## PROBLEM SET:
a – Set down the part of the ctDNA monitoring passage from "Introduction: Lung cancer" up to and including "lung adenocarcinoma patients.".
b – Answer these questions using the ctDNA monitoring passage:
(i) According to the introduction, what is the best option for early lung cancer?
(ii) How many Stage 1 or 2 lung adenocarcinomas were profiled?
(iii) What WGS coverage was used for ctDNA?

[EXERCISE PASSAGE Boundary: Start]

Introduction: Lung cancer remains the leading cause of cancer-related deaths. Surgery is the best option for early lung cancer, and the role of adjuvant therapy remains controversial. Liquid biopsy offers a noninvasive approach to monitor cancer burden. Targeted sequencing of circulating cell free tumor DNA (ctDNA) in blood has shown success for diagnosis; however, low tumor burden and dynamic evolution of low stage disease is challenging for targeted panels. Thus, we hypothesized that a whole genome sequencing (WGS)-derived patient specific mutational signature from a matched tumor-normal WGS can provide sensitive and specific approach to detect mutations and copy numbers in ctDNA for monitoring of lung adenocarcinoma patients.
Methods: We successfully profiled 50 Stage 1 or 2 lung adenocarcinomas. ctDNA was extracted from 1-2 mL of plasma, tumor DNA was extracted from pathology tissue and normal germline DNA from the white blood cells. WGS using was performed on matched tumor and normal DNA, and ctDNA extracted from plasma. WGS coverage was 40x for matched tumor-normal and 20x for ctDNA. We derived a personalized mutational pattern for each tumor and used an AI-based error suppression model for quantification and ultra-sensitive detection of ctDNA in plasma samples. A patient-specific personalized genome-wide compendium of somatic mutations and copy numbers was established and ctDNA tested at 3 to 18 available time points during the therapy or follow up. A personalized mutational signature for detection ctDNA from WGS was quantified and the ctDNA Tumor Fraction (TF) was compared to the clinical status and time to recurrence.

[EXERCISE PASSAGE Boundary: End]
[SUPPLIED MATERIAL Boundary: Start]

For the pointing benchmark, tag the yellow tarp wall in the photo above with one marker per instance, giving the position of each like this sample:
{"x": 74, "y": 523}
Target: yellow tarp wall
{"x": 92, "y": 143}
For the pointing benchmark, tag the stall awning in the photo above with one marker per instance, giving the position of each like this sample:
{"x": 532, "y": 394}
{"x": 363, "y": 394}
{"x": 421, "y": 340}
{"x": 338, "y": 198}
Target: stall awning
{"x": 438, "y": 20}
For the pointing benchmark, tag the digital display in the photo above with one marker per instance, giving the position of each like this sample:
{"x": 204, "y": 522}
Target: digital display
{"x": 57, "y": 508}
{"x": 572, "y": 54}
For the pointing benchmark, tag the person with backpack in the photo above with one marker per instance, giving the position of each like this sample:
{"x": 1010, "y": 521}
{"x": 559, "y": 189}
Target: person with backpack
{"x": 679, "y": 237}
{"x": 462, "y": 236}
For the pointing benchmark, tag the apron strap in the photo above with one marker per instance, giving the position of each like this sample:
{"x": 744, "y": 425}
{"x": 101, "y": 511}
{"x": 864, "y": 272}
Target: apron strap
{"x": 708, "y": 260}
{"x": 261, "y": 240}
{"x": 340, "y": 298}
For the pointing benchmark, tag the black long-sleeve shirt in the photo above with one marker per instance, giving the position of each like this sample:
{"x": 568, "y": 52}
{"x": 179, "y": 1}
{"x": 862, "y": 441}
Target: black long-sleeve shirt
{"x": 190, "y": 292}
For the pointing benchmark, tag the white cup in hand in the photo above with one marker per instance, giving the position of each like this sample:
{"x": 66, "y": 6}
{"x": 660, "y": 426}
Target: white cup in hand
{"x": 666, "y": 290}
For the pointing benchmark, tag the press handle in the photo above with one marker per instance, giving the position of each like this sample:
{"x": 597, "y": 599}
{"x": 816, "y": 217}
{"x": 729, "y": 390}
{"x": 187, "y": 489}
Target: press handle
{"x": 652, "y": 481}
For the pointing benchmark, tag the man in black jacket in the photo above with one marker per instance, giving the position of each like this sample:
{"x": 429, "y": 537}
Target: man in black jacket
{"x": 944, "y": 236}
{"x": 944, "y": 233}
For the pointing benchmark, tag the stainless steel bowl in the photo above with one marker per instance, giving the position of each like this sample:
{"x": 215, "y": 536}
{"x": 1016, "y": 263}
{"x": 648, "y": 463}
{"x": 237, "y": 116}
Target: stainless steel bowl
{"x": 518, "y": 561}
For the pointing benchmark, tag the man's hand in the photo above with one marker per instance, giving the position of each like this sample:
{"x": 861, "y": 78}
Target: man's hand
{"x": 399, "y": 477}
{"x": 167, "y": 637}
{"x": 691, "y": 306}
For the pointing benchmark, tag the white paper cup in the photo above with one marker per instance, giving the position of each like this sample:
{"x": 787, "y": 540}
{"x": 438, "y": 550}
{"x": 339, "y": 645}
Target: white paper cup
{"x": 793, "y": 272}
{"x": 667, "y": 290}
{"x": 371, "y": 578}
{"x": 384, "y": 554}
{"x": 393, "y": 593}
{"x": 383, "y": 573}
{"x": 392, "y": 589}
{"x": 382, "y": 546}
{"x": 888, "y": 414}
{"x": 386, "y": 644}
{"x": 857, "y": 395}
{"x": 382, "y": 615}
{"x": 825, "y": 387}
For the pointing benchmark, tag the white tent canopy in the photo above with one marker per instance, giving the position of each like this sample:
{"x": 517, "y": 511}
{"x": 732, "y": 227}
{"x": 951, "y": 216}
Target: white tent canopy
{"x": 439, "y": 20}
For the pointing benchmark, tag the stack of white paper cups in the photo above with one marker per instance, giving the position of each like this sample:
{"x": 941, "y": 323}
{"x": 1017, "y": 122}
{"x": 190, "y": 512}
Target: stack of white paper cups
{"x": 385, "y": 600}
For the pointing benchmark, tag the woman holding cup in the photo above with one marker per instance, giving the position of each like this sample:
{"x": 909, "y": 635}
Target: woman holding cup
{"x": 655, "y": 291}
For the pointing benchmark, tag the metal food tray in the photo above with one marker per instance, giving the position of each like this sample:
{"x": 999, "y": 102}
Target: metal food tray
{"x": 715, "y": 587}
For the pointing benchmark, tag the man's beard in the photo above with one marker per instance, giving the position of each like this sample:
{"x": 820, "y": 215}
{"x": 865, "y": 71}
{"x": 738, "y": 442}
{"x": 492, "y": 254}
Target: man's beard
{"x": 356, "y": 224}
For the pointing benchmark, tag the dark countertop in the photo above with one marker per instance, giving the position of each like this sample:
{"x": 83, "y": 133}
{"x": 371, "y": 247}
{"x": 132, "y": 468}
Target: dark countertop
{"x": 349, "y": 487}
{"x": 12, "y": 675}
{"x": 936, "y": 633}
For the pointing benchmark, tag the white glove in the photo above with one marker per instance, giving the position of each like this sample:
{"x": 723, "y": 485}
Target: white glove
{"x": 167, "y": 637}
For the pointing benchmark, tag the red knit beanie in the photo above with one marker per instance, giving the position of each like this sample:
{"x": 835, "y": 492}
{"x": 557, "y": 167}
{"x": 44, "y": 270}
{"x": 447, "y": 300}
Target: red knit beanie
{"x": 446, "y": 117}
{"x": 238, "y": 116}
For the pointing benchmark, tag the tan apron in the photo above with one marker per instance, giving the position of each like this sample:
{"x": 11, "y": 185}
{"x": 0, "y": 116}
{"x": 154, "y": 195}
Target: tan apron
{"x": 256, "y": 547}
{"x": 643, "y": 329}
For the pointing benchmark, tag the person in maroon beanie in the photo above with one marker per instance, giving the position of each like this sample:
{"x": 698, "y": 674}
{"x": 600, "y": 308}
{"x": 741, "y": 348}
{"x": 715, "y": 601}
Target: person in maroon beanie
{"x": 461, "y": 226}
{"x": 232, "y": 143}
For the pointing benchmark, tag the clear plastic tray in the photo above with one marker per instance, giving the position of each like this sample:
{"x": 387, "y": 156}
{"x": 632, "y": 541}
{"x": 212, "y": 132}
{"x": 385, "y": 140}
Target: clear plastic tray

[SUPPLIED MATERIAL Boundary: End]

## EXPECTED RESPONSES:
a –
Introduction: Lung cancer remains the leading cause of cancer-related deaths. Surgery is the best option for early lung cancer, and the role of adjuvant therapy remains controversial. Liquid biopsy offers a noninvasive approach to monitor cancer burden. Targeted sequencing of circulating cell free tumor DNA (ctDNA) in blood has shown success for diagnosis; however, low tumor burden and dynamic evolution of low stage disease is challenging for targeted panels. Thus, we hypothesized that a whole genome sequencing (WGS)-derived patient specific mutational signature from a matched tumor-normal WGS can provide sensitive and specific approach to detect mutations and copy numbers in ctDNA for monitoring of lung adenocarcinoma patients.

b –
(i) Surgery
(ii) 50
(iii) 20x